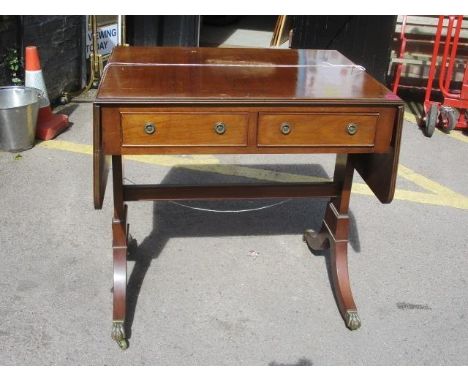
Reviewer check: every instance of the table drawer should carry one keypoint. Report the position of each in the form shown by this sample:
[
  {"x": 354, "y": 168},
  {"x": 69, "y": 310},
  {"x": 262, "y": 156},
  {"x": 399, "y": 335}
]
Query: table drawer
[
  {"x": 184, "y": 129},
  {"x": 317, "y": 129}
]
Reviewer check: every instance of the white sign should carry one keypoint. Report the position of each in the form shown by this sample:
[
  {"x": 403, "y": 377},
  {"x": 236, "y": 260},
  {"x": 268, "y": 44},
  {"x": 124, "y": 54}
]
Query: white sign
[{"x": 107, "y": 38}]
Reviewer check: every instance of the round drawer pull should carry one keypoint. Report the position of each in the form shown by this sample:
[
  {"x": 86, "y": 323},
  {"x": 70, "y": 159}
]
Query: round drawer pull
[
  {"x": 150, "y": 128},
  {"x": 285, "y": 128},
  {"x": 352, "y": 128},
  {"x": 220, "y": 128}
]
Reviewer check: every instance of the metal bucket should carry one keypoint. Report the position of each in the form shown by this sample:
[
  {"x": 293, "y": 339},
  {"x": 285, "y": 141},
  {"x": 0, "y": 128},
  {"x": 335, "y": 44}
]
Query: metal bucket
[{"x": 19, "y": 106}]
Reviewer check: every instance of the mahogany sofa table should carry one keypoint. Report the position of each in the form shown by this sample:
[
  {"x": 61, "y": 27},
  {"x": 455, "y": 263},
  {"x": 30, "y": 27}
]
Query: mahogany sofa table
[{"x": 155, "y": 100}]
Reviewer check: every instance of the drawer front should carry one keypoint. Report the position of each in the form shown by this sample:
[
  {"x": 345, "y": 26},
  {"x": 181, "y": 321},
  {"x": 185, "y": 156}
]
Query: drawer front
[
  {"x": 317, "y": 129},
  {"x": 184, "y": 129}
]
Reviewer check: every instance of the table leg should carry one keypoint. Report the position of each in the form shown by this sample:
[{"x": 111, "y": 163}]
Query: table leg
[
  {"x": 119, "y": 250},
  {"x": 334, "y": 235}
]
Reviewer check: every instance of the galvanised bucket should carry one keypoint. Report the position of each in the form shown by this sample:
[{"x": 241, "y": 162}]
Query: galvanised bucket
[{"x": 19, "y": 106}]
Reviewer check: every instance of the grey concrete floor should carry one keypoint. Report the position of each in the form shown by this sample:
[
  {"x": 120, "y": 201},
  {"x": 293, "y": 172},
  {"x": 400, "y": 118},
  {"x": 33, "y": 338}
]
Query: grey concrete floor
[{"x": 231, "y": 289}]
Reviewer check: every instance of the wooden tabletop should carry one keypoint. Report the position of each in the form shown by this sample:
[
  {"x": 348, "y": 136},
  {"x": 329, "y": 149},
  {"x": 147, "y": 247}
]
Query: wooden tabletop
[{"x": 236, "y": 75}]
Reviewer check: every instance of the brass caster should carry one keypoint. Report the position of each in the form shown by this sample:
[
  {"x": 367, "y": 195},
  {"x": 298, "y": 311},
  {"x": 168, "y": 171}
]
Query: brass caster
[
  {"x": 353, "y": 322},
  {"x": 123, "y": 344},
  {"x": 118, "y": 334},
  {"x": 307, "y": 232}
]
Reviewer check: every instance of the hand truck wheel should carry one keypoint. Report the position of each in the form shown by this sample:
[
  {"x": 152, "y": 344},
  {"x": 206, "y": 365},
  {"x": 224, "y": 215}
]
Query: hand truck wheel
[
  {"x": 450, "y": 117},
  {"x": 431, "y": 120}
]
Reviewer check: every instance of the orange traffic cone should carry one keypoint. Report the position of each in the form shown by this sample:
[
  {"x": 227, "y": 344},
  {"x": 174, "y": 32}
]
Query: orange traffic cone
[{"x": 49, "y": 125}]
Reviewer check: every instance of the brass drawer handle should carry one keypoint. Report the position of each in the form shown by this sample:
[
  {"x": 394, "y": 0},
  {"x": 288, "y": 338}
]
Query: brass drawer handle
[
  {"x": 150, "y": 128},
  {"x": 220, "y": 128},
  {"x": 285, "y": 128},
  {"x": 352, "y": 128}
]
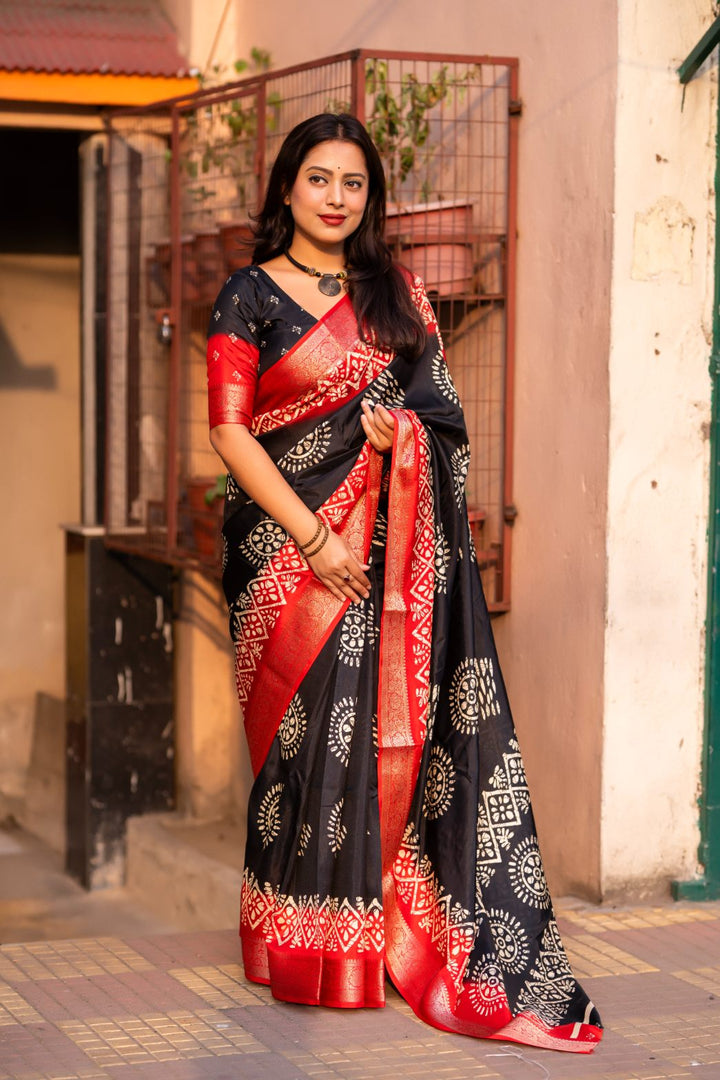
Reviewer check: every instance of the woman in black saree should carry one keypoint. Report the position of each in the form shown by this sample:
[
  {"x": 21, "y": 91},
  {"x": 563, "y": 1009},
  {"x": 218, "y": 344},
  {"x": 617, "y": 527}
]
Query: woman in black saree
[{"x": 390, "y": 823}]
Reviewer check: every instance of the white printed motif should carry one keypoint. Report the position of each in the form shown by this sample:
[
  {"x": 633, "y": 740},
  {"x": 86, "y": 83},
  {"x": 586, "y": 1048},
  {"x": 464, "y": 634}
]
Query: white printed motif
[
  {"x": 291, "y": 729},
  {"x": 551, "y": 985},
  {"x": 269, "y": 815},
  {"x": 336, "y": 831},
  {"x": 460, "y": 466},
  {"x": 527, "y": 875},
  {"x": 386, "y": 391},
  {"x": 442, "y": 559},
  {"x": 486, "y": 987},
  {"x": 357, "y": 625},
  {"x": 340, "y": 734},
  {"x": 303, "y": 840},
  {"x": 267, "y": 538},
  {"x": 443, "y": 378},
  {"x": 473, "y": 694},
  {"x": 309, "y": 450},
  {"x": 511, "y": 941},
  {"x": 308, "y": 922},
  {"x": 439, "y": 783}
]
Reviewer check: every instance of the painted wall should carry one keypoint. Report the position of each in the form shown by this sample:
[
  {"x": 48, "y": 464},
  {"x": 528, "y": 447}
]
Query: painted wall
[
  {"x": 40, "y": 481},
  {"x": 552, "y": 644},
  {"x": 662, "y": 293}
]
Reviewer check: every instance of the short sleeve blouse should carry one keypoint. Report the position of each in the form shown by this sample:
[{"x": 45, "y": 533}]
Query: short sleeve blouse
[{"x": 252, "y": 325}]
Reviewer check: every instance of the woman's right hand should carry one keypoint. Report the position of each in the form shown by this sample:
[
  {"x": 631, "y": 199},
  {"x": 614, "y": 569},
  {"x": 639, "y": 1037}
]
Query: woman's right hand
[{"x": 338, "y": 568}]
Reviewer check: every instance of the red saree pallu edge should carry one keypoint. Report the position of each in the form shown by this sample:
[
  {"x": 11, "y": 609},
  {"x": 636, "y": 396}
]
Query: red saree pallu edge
[
  {"x": 426, "y": 953},
  {"x": 326, "y": 953},
  {"x": 406, "y": 630},
  {"x": 302, "y": 616}
]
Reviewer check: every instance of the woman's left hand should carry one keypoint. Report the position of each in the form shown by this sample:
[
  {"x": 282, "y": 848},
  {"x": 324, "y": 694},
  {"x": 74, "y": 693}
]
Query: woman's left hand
[{"x": 378, "y": 424}]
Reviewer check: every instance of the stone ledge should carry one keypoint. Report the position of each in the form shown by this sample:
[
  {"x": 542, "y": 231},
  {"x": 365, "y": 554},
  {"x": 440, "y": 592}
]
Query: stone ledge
[{"x": 172, "y": 876}]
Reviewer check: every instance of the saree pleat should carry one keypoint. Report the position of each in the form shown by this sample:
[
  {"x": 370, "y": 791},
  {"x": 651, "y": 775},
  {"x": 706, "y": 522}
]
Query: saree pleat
[{"x": 390, "y": 824}]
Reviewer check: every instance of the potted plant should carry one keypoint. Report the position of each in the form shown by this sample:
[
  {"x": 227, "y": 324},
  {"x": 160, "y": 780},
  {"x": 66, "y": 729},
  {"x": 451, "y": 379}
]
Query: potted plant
[
  {"x": 432, "y": 237},
  {"x": 217, "y": 167}
]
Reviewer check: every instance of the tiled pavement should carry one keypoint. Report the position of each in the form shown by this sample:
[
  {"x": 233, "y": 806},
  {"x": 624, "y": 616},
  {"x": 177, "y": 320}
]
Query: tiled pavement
[{"x": 176, "y": 1007}]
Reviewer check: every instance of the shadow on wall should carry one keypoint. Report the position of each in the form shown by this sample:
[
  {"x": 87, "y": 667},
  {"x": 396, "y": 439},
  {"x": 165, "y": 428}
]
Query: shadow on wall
[{"x": 15, "y": 375}]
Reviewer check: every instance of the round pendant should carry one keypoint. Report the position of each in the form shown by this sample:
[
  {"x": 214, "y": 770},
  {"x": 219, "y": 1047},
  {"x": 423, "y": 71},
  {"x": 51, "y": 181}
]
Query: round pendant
[{"x": 328, "y": 284}]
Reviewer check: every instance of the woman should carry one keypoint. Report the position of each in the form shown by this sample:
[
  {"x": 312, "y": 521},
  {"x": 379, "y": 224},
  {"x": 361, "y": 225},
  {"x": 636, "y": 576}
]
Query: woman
[{"x": 390, "y": 823}]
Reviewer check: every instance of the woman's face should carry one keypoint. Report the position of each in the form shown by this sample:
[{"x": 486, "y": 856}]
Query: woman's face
[{"x": 328, "y": 198}]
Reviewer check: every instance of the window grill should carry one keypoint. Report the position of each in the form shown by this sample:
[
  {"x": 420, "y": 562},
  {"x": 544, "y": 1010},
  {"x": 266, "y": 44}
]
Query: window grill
[{"x": 185, "y": 176}]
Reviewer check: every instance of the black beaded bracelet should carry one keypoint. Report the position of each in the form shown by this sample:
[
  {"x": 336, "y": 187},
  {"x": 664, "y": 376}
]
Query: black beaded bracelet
[
  {"x": 303, "y": 547},
  {"x": 309, "y": 554}
]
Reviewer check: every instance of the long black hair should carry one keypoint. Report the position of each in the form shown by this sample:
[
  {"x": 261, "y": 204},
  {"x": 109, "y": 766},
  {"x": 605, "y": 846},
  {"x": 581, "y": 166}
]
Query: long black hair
[{"x": 377, "y": 287}]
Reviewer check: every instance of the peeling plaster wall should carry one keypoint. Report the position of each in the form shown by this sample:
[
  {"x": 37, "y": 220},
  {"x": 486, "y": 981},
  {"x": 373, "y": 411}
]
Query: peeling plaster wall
[
  {"x": 40, "y": 481},
  {"x": 660, "y": 390}
]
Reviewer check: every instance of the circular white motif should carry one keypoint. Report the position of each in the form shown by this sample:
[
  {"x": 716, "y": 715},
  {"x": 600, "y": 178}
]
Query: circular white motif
[
  {"x": 439, "y": 783},
  {"x": 487, "y": 990},
  {"x": 443, "y": 378},
  {"x": 309, "y": 451},
  {"x": 473, "y": 694},
  {"x": 291, "y": 728},
  {"x": 263, "y": 541},
  {"x": 269, "y": 817},
  {"x": 527, "y": 875},
  {"x": 510, "y": 940},
  {"x": 352, "y": 636},
  {"x": 342, "y": 721},
  {"x": 303, "y": 840},
  {"x": 460, "y": 466},
  {"x": 336, "y": 831}
]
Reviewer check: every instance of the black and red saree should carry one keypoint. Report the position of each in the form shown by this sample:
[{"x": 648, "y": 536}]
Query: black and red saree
[{"x": 390, "y": 823}]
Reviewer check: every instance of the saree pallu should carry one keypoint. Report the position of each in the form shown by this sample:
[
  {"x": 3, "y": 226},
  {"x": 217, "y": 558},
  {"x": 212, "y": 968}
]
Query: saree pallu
[{"x": 390, "y": 823}]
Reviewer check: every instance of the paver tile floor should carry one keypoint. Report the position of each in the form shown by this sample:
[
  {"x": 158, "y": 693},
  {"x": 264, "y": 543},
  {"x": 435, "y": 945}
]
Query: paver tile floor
[{"x": 177, "y": 1007}]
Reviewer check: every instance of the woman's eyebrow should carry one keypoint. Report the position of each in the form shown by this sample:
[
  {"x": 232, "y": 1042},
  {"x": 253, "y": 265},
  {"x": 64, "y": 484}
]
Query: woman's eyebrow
[{"x": 329, "y": 172}]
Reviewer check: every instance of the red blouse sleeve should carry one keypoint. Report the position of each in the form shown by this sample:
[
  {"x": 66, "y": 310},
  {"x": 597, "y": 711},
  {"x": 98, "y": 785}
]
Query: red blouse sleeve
[{"x": 232, "y": 375}]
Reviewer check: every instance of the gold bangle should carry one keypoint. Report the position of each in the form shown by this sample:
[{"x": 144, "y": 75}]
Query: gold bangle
[
  {"x": 303, "y": 547},
  {"x": 309, "y": 554}
]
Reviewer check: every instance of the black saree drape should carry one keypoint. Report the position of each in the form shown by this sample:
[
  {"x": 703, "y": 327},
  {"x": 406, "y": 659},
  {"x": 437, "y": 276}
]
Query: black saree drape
[{"x": 390, "y": 823}]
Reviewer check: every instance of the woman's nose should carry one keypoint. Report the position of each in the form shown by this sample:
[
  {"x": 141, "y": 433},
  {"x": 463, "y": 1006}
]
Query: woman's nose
[{"x": 335, "y": 192}]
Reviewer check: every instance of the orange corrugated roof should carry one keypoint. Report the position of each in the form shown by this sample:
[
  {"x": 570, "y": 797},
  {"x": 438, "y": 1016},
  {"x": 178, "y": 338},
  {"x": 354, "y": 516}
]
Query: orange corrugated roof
[{"x": 83, "y": 37}]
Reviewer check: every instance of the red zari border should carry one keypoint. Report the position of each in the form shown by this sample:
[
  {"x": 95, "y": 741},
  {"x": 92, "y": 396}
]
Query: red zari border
[
  {"x": 291, "y": 613},
  {"x": 428, "y": 944}
]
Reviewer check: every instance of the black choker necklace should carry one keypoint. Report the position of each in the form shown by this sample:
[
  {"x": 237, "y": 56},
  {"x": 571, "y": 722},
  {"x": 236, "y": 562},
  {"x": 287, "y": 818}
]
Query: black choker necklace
[{"x": 328, "y": 284}]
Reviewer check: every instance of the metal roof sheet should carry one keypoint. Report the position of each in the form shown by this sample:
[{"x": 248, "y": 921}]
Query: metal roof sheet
[{"x": 82, "y": 37}]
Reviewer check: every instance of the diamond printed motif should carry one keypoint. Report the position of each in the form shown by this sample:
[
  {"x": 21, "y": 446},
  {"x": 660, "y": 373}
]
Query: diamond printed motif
[
  {"x": 330, "y": 925},
  {"x": 448, "y": 925},
  {"x": 259, "y": 607}
]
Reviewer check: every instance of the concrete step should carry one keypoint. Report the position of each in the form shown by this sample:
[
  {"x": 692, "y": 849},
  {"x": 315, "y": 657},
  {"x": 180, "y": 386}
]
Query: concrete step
[{"x": 187, "y": 872}]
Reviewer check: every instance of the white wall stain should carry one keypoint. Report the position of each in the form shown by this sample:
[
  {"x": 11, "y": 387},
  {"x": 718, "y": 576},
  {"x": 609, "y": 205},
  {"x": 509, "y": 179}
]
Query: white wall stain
[{"x": 663, "y": 242}]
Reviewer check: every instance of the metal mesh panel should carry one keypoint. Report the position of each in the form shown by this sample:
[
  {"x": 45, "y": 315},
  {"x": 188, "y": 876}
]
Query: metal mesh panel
[{"x": 185, "y": 178}]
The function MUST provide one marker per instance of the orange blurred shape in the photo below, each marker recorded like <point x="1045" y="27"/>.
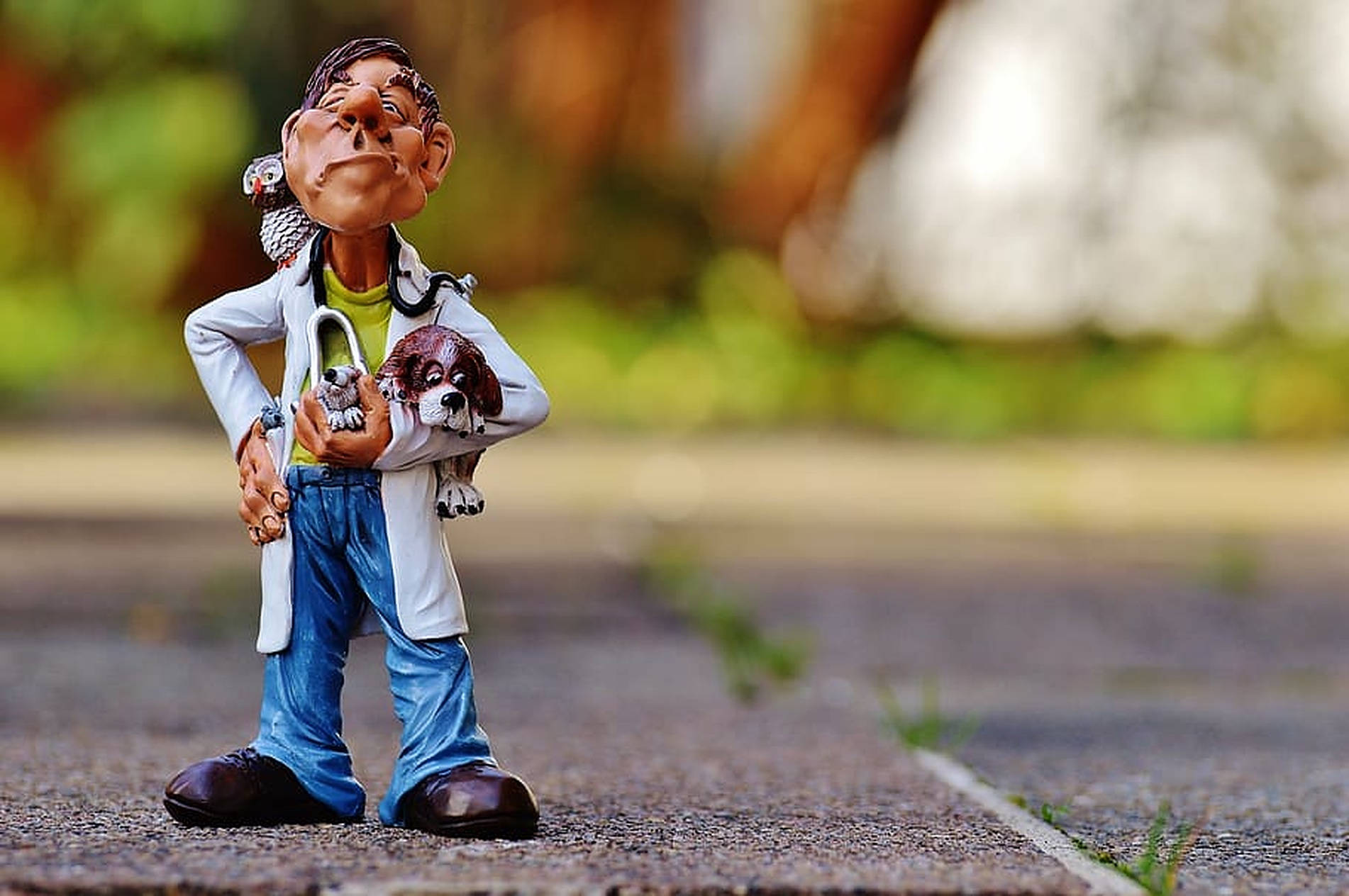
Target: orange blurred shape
<point x="860" y="65"/>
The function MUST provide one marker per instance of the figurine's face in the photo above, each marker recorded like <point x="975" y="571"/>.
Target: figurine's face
<point x="357" y="161"/>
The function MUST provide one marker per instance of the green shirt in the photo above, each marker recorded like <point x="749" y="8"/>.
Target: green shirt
<point x="369" y="314"/>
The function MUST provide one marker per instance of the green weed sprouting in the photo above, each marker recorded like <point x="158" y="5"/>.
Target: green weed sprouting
<point x="752" y="661"/>
<point x="1155" y="875"/>
<point x="928" y="728"/>
<point x="1150" y="870"/>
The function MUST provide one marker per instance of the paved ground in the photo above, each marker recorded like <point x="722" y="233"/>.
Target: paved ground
<point x="1112" y="668"/>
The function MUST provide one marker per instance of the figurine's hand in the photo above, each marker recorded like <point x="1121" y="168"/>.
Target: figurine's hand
<point x="345" y="448"/>
<point x="265" y="498"/>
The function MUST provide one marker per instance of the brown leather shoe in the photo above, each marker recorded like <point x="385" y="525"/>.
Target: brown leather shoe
<point x="477" y="800"/>
<point x="239" y="788"/>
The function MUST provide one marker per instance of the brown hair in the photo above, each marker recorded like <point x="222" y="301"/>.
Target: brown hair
<point x="333" y="67"/>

● ● ● ●

- WHAT YOU ARE ASKED TO DO
Format everything from the line containing "The function MUST provide one marker per instance of the paved" through the last line of the rows above as a numbered list, one line per item, skipping blank lines.

- SOLUTION BELOW
1. The function MUST provide one marker per instance of the paved ground in the photo above, each marker recorded like <point x="722" y="233"/>.
2. Target: paved ground
3. <point x="1112" y="668"/>
4. The function MUST provide one marker per instance of the figurine's hand in the photo above, each marker recorded like <point x="1121" y="168"/>.
5. Target: figurine's hand
6. <point x="345" y="448"/>
7. <point x="265" y="498"/>
8. The function MUST provide one marker per instance of the brown leather shoe in the photo above, each marker recorded like <point x="385" y="525"/>.
9. Target: brown leather shoe
10. <point x="477" y="800"/>
11. <point x="239" y="788"/>
12. The function MUST provide one marker per instance of the brown hair in the photo above, each marker recorded like <point x="222" y="301"/>.
13. Target: brown hair
14. <point x="333" y="67"/>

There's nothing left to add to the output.